Problem to solve: Transcribe exactly the lines from the one containing "The client would like the sepia" through the end of the data, both included. Leave out pictures.

Data for review:
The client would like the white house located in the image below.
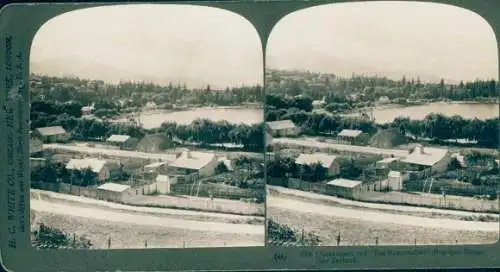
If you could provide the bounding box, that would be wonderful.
[66,158,110,182]
[97,182,131,202]
[218,157,235,171]
[266,120,300,137]
[295,153,339,176]
[401,145,450,174]
[326,178,363,198]
[81,104,95,115]
[167,151,218,182]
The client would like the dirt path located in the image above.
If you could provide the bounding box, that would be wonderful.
[31,199,263,235]
[267,195,498,232]
[267,186,499,218]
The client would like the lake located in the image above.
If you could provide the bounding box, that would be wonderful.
[120,107,263,129]
[347,102,499,124]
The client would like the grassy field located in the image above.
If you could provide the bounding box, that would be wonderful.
[268,207,499,246]
[31,210,264,249]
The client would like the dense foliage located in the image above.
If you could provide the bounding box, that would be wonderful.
[31,223,92,249]
[267,220,321,246]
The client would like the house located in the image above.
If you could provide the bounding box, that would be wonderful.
[97,182,131,202]
[66,158,110,182]
[35,126,71,143]
[401,145,450,175]
[325,178,363,198]
[451,153,467,168]
[266,120,300,137]
[136,134,164,153]
[106,134,138,150]
[378,96,390,104]
[375,157,399,169]
[167,151,218,182]
[337,129,369,145]
[387,171,403,191]
[218,157,234,172]
[295,153,339,176]
[155,174,177,194]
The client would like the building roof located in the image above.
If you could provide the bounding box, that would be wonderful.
[36,126,67,136]
[327,178,362,188]
[295,153,337,168]
[388,171,402,178]
[66,158,107,173]
[107,134,131,143]
[156,174,170,182]
[266,120,297,131]
[377,157,399,164]
[169,151,216,170]
[337,129,363,138]
[144,161,166,169]
[401,146,449,167]
[98,182,131,192]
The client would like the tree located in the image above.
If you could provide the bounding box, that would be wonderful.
[31,223,92,249]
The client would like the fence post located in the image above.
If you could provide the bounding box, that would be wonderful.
[414,238,417,245]
[375,236,379,245]
[108,237,111,249]
[145,240,148,248]
[336,232,341,246]
[73,233,76,247]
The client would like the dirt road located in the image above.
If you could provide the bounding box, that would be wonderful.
[267,195,498,232]
[267,185,499,218]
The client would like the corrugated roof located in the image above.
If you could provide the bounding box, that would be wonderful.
[169,151,215,170]
[98,182,130,192]
[266,120,297,130]
[36,126,67,136]
[295,153,337,168]
[327,178,362,188]
[377,157,399,164]
[401,146,448,167]
[144,161,166,169]
[337,129,363,138]
[107,134,131,143]
[66,158,107,173]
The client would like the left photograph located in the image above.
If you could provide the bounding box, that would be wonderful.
[28,4,265,249]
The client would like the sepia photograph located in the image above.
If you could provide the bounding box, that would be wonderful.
[265,2,499,247]
[28,4,265,249]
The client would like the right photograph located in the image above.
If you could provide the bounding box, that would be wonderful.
[265,1,499,246]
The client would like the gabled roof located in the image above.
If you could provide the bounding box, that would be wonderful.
[66,158,107,173]
[401,146,449,167]
[107,134,131,143]
[36,126,67,136]
[169,151,216,170]
[327,178,362,188]
[295,153,337,168]
[266,120,297,130]
[377,157,399,164]
[337,129,363,138]
[98,182,130,192]
[144,161,166,169]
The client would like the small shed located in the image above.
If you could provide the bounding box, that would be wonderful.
[106,134,138,150]
[35,126,71,143]
[337,129,369,145]
[376,157,399,169]
[387,171,403,191]
[97,182,131,202]
[326,178,363,198]
[266,120,300,137]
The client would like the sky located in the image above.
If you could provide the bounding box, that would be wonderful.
[30,4,263,89]
[267,1,499,83]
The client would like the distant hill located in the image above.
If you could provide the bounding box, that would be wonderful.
[267,53,459,84]
[30,57,212,89]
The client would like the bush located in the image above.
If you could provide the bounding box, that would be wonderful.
[31,223,92,249]
[267,220,321,246]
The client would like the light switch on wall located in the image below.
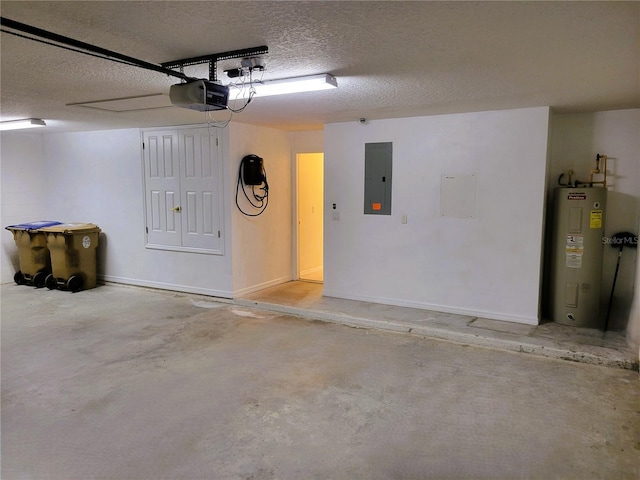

Result below:
The client would like the sepia photograph located in the image above.
If you could provide the bounding box, that would be wonderful.
[265,2,499,247]
[28,4,265,249]
The client would like the right photograph located in the image above.
If you could provide the bounding box, that would be wonderful.
[265,1,499,246]
The client would like the gabled roof located in the image above.
If you could provide the bounding box, that would be wonderful.
[66,158,107,173]
[401,146,449,167]
[107,134,131,143]
[36,126,67,136]
[169,151,216,170]
[327,178,362,188]
[295,153,337,168]
[266,120,297,130]
[377,157,399,164]
[337,129,363,138]
[98,182,130,192]
[144,161,166,169]
The client would like the small shed located in the image above.
If you could provide the bounding box, that would be wonderful.
[106,134,138,150]
[35,126,71,143]
[337,129,369,145]
[376,157,399,169]
[387,171,403,191]
[97,182,131,202]
[326,178,363,198]
[266,120,300,137]
The client would like the sky located in the image above.
If you could provide the bounding box, that would be wonderful.
[30,4,263,89]
[267,1,499,83]
The client would like the distant hill located in the image above.
If you could provide the bounding box, that would be wonderful.
[267,53,459,84]
[30,57,212,89]
The client would like the bush located in the image above.
If you could provide the bounding box, that would be wonderful.
[31,223,92,249]
[267,220,321,246]
The client would like the light switch on wall located in the image below.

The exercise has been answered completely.